> READING PASSAGE
- - -

It is a universally accepted tradition
that the place on which David and Solomon built the Altar, the threshing floor of Ornan,
is the location where Abraham built the Altar on which he bound Isaac.
and is the location where Noah built [an altar] when he left the ark.
It was also [the place] of the Altar on which Cain and Abel brought sacrifices.
[Similarly,] Adam, the first man, brought a sacrifice there when he was created
and he was created from (the earth at) that very spot

as our Sages said: “Man was created from the place where he [would find] atonement.”

Rambam offers a clue as to where we might look for textual evidence that Adam brought sacrifices  – they were brought at the time and place of his creation. We should therefore look closely at the Torah’s description of Adam’s earliest moments, even before he was placed in the Garden.

- - -

Data records:
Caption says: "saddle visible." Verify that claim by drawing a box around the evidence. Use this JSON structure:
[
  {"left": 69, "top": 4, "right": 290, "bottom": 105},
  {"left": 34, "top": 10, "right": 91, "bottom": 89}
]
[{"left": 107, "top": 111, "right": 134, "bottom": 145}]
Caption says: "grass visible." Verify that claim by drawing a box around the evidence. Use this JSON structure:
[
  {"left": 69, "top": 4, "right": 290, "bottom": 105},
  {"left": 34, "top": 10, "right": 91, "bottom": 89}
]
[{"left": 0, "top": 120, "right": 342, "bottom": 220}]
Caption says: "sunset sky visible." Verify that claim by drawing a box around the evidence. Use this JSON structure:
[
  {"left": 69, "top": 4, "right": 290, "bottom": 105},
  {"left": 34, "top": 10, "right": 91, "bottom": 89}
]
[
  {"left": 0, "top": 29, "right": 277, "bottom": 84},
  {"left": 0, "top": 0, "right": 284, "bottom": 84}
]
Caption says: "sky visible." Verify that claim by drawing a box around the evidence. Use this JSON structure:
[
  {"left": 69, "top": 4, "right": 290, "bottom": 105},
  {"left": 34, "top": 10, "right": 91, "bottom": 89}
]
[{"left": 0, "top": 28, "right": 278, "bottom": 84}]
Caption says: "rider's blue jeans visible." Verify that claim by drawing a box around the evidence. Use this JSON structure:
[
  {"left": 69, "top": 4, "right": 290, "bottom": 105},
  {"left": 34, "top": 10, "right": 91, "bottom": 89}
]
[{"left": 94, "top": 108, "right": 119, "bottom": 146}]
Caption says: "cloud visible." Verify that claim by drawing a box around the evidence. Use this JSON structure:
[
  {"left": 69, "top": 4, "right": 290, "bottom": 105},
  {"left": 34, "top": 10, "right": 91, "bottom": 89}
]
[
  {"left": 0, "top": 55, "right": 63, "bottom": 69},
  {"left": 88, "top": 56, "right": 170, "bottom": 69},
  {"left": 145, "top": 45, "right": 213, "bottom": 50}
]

- - -

> REQUIRED ACTION 1
Who does the passage on the site of the Altar say built an altar or brought a sacrifice at that place? List every one of them.
> REQUIRED ACTION 2
Reproduce the passage on the site of the Altar word for word, from "It was also" up to and including "in the Garden.".
> REQUIRED ACTION 3
Carry on the passage on the site of the Altar, starting right after its final sentence.

> TASK RESPONSE 1
David, Solomon, Abraham, Noah, Cain, Abel, Adam

> TASK RESPONSE 2
It was also [the place] of the Altar on which Cain and Abel brought sacrifices.
[Similarly,] Adam, the first man, brought a sacrifice there when he was created
and he was created from (the earth at) that very spot

as our Sages said: “Man was created from the place where he [would find] atonement.”

Rambam offers a clue as to where we might look for textual evidence that Adam brought sacrifices  – they were brought at the time and place of his creation. We should therefore look closely at the Torah’s description of Adam’s earliest moments, even before he was placed in the Garden.

> TASK RESPONSE 3
Adam’s creation is described in Bereshit 2:7:

וַיִּיצֶר֩ יְקֹוָ֨ק אֱ-לֹהִ֜ים אֶת־הָֽאָדָ֗ם עָפָר֙ מִן־הָ֣אֲדָמָ֔ה

וַיִּפַּ֥ח בְּאַפָּ֖יו נִשְׁמַ֣ת חַיִּ֑ים

וַֽיְהִ֥י הָֽאָדָ֖ם לְנֶ֥פֶשׁ חַיָּֽה:

7 And the Lord God formed the human of dust from the ground,
and He breathed into his nostrils the soul of life,
and the human became a living soul.

In the most straightforward sense, נשמת חיים means “breath of life”, which makes Adam into a נפש חיה or living creature. Onkelos, however, translates נפש חיה as “רוח ממללא”, referring to Adam’s capacity for speech and thought. In this understanding, נשמת חיים is more than just life – it is essentially the tzelem Elokim, [2] or the intellect, familiar from Bereshit chapter 1.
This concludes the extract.